*Problem details*. Count every line in the data below that includes "green", and give only the result.

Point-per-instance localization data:
■ ■ ■ ■

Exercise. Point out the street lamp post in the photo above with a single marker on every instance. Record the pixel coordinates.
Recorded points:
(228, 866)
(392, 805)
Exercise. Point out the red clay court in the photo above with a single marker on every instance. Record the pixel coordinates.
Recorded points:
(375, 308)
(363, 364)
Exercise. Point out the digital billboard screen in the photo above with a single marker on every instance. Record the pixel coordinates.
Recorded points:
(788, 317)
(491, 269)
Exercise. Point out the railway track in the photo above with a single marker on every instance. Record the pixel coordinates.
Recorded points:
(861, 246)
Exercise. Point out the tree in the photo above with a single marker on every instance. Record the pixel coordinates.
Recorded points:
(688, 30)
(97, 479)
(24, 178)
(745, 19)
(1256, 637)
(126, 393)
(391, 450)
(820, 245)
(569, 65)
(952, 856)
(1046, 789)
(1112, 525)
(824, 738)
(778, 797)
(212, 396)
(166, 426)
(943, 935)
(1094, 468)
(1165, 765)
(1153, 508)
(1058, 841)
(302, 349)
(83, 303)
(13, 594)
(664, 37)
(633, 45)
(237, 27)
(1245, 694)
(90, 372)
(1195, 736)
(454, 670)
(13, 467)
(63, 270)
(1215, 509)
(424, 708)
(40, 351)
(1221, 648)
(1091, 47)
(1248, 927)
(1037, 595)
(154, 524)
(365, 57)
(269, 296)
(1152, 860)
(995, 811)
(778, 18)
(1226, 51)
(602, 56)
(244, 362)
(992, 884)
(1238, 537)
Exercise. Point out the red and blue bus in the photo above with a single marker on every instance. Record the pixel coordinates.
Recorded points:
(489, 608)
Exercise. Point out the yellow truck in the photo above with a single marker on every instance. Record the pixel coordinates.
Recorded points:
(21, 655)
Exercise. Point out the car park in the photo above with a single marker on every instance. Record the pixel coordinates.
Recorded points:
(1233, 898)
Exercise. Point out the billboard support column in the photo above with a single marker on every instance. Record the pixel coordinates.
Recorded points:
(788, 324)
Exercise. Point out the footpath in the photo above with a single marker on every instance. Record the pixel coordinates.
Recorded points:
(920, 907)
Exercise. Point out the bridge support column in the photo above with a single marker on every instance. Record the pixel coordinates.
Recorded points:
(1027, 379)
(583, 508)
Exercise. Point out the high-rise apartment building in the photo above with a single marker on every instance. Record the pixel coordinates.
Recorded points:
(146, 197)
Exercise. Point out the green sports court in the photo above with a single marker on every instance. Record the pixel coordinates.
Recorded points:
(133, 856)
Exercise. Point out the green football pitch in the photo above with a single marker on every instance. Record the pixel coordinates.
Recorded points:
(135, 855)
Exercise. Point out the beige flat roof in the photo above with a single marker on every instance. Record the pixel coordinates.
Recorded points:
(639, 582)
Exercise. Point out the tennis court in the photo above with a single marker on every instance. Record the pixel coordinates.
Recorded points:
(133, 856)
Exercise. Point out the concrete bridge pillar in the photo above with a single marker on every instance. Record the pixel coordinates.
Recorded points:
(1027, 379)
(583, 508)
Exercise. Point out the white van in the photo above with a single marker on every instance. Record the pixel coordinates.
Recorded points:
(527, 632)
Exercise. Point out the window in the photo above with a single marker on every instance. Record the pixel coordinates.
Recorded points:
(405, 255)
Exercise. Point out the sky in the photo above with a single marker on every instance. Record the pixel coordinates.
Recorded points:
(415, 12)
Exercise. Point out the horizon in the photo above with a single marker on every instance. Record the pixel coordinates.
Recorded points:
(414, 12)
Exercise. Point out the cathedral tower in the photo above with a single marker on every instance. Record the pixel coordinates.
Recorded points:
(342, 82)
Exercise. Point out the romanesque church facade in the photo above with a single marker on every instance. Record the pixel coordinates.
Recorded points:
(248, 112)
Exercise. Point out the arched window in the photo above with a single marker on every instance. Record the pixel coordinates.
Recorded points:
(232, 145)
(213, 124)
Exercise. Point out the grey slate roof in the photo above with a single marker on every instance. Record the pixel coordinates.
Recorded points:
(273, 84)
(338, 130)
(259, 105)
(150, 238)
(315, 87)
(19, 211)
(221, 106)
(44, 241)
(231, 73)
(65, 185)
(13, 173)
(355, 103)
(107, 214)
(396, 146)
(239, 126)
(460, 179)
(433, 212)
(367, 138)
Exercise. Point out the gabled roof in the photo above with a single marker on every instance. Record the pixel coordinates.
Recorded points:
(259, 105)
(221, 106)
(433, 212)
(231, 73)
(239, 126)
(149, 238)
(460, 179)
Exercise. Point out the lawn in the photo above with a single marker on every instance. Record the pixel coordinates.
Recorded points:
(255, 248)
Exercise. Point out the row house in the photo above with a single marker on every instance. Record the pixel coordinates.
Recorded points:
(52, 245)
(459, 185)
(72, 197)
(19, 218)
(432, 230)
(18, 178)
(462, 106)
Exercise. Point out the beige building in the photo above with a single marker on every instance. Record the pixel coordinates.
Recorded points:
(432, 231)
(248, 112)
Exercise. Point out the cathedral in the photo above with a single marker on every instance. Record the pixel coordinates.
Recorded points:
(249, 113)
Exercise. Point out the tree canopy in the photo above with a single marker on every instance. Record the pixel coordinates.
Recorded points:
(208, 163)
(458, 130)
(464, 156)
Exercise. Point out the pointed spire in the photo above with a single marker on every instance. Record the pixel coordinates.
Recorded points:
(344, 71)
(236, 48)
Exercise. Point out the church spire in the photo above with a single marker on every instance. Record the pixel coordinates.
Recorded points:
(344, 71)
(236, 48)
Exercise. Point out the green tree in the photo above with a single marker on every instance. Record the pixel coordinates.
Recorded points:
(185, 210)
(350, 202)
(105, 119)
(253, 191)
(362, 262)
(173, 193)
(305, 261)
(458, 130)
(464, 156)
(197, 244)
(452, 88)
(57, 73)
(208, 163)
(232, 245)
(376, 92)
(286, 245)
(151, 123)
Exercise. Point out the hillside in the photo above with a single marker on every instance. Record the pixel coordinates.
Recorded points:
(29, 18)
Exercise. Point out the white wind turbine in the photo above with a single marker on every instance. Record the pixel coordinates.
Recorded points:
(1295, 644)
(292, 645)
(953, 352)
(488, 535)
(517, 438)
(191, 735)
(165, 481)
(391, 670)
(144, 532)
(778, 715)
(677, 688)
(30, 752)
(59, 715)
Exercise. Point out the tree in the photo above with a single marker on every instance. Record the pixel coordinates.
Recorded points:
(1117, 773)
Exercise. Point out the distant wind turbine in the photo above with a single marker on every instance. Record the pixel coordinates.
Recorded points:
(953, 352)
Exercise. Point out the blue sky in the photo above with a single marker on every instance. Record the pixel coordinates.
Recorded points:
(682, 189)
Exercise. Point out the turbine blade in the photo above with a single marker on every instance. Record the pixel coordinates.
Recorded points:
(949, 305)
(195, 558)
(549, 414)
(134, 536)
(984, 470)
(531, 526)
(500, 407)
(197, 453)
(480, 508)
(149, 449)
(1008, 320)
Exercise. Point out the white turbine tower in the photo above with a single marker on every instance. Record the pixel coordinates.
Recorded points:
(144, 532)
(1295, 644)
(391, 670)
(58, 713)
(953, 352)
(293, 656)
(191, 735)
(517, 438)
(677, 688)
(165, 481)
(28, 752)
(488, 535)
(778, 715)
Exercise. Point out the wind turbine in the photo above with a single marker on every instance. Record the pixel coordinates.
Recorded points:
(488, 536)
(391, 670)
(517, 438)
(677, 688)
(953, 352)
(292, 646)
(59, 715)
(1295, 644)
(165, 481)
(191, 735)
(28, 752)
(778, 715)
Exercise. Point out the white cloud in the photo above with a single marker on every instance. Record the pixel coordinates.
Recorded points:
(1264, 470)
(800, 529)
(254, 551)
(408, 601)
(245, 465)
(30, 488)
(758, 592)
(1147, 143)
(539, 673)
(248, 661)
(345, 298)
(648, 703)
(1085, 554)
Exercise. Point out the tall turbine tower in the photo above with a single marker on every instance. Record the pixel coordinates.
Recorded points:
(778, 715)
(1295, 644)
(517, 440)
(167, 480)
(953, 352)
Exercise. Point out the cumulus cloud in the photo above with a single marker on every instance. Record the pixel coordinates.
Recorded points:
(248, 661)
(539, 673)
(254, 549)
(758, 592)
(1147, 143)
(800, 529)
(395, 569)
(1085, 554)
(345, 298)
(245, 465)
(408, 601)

■ ■ ■ ■

*Solved exercise*. 3